Object position labeling data:
+ + + + +

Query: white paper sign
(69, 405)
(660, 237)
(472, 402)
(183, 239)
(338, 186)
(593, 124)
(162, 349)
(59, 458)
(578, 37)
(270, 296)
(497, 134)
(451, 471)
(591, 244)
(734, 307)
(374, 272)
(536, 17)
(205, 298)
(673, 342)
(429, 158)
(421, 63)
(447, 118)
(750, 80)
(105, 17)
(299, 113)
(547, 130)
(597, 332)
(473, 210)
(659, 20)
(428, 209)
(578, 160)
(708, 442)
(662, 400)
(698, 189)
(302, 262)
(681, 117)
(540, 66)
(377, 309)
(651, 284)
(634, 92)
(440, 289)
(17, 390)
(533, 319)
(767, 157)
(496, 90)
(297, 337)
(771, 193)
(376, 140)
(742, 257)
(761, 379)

+ + + + +

§ Aim:
Rewrite the data above with "paper" changed to "cardboard", leaving everything else as it is.

§ Full output:
Query: white cardboard sign
(69, 405)
(660, 237)
(472, 402)
(183, 239)
(338, 186)
(593, 124)
(162, 349)
(59, 458)
(578, 37)
(270, 296)
(497, 134)
(451, 471)
(591, 244)
(734, 307)
(374, 272)
(536, 17)
(205, 298)
(673, 342)
(429, 158)
(421, 63)
(447, 118)
(750, 80)
(105, 17)
(299, 113)
(547, 130)
(597, 332)
(473, 210)
(659, 20)
(428, 209)
(578, 160)
(708, 442)
(662, 400)
(698, 189)
(302, 262)
(681, 117)
(540, 66)
(377, 309)
(651, 284)
(634, 92)
(440, 289)
(17, 390)
(533, 319)
(767, 157)
(496, 90)
(297, 337)
(771, 193)
(376, 140)
(742, 257)
(761, 379)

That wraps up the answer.